Menurutnya, strategi paling manusiawi dan berbudaya adalah membangun sebuah cara pandang pelayanan terpadu antar berbagai institusi, baik itu gereja, pemerintah, dan masyarakat. Rohaniwan Katolik itu melanjutkan, menjaring cara pandang itu diawali dengan menyamakan persepsi serta menghindari sikap serta perasaan superioritas dan perilaku mau menang sendiri serta saling mendengar dengan sikap tulus ikhlas.
Dia menceritakan pernah berdiskusi dengan para rato dari Sumba Timur, Sumba Tengah, Sumba Barat, dan Sumba Barat Daya, serta dengan Pastor Robert Ramone CSsR yang juga budayawan dan pakar di Sumba, yang kini menghuni dan merawat rumah budaya Sumba di Tambolaka.
"Pada tahun 2015-2016 itu saya mendapatkan banyak keluhan yang sangat signifikan dari para rato bahwa tradisi, adat dan budaya tata krama kehidupan manusia dan masyarakat Sumba kini sepertinya terobrak-abrik," ujar Gregorius.
Hal ini berakibat pada selalu muncul seribu satu persoalan hidup bersama, antara lain munculnya kawin tangkap yang mana di setiap kabupaten di Sumba itu mempunyai sebutan yang berbeda-beda.
Gregorius menilai baik pemerintah, maupun gereja yang mewakili institusi agama, dan juga agama dan kepercayaan lain, hendaknya dengan rendah hati menjaring kerja sama dengan para rato. Dia berharap jejaring sosial dan kerja sama yang dialogis ini bisa menemukan akar persoalan sampai terjadinya kawin tangkap yang masih terjadi di beberapa wilayah di pulau Sumba itu.

Latihan Singkat A:
Tulis ulang entri mulai dari baris yang memuat "Where can the large" sampai entri terakhir. Ganti "Marked points" dengan "Tagged points", dan biarkan bagian lain tetap sama.
Teks dan entri di halaman ini tidak saling berkaitan.

Entri yang Tersedia:
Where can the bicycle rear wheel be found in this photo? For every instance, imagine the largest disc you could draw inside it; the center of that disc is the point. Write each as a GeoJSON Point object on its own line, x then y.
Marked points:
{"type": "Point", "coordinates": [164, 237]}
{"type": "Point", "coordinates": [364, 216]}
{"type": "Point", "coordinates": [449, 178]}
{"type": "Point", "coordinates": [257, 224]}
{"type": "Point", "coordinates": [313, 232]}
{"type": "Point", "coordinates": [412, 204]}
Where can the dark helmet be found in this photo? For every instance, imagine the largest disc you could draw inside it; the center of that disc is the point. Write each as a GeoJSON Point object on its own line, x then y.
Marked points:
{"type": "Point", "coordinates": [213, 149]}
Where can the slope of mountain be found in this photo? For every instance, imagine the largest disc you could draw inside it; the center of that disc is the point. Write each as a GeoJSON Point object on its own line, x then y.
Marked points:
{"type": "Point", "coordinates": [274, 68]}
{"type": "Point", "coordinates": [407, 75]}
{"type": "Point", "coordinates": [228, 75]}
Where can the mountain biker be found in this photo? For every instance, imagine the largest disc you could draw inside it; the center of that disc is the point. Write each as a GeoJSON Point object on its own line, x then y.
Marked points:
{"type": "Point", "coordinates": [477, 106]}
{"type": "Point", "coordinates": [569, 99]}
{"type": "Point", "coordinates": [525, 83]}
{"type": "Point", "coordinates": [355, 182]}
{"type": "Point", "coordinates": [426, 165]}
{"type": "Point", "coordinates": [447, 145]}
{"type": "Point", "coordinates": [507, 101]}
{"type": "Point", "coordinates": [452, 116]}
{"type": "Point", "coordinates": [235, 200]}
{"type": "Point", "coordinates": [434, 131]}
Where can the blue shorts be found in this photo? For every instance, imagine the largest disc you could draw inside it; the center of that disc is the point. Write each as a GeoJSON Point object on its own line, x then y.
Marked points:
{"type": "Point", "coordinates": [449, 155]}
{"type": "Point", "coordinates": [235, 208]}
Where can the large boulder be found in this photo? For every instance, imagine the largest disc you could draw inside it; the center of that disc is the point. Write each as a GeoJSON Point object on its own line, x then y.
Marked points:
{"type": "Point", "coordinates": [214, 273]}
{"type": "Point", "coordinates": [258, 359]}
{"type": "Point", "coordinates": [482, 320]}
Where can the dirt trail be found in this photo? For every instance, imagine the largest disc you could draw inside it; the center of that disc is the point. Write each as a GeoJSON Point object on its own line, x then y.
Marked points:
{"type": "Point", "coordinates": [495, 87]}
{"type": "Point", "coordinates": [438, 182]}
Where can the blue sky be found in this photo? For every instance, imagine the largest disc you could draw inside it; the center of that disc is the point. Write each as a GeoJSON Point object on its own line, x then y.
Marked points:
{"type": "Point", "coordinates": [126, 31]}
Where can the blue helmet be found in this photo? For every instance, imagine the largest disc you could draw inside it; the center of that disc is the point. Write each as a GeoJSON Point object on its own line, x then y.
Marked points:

Latihan Singkat B:
Menurut teks tentang kawin tangkap di Sumba, di mana Pastor Robert Ramone kini menghuni dan merawat rumah budaya Sumba?

Jawaban Lengkap A:
Where can the large boulder be found in this photo? For every instance, imagine the largest disc you could draw inside it; the center of that disc is the point. Write each as a GeoJSON Point object on its own line, x then y.
Tagged points:
{"type": "Point", "coordinates": [214, 273]}
{"type": "Point", "coordinates": [258, 359]}
{"type": "Point", "coordinates": [482, 320]}
Where can the dirt trail be found in this photo? For every instance, imagine the largest disc you could draw inside it; the center of that disc is the point. Write each as a GeoJSON Point object on its own line, x then y.
Tagged points:
{"type": "Point", "coordinates": [495, 87]}
{"type": "Point", "coordinates": [438, 182]}
Where can the blue sky be found in this photo? For every instance, imagine the largest disc you could draw inside it; the center of that disc is the point. Write each as a GeoJSON Point object on its own line, x then y.
Tagged points:
{"type": "Point", "coordinates": [126, 31]}
Where can the blue helmet be found in this photo? For every instance, imagine the largest disc you could draw inside it; the center of that disc is the point. Write each as a GeoJSON Point object on its own line, x then y.
Tagged points:

Jawaban Lengkap B:
Di Tambolaka.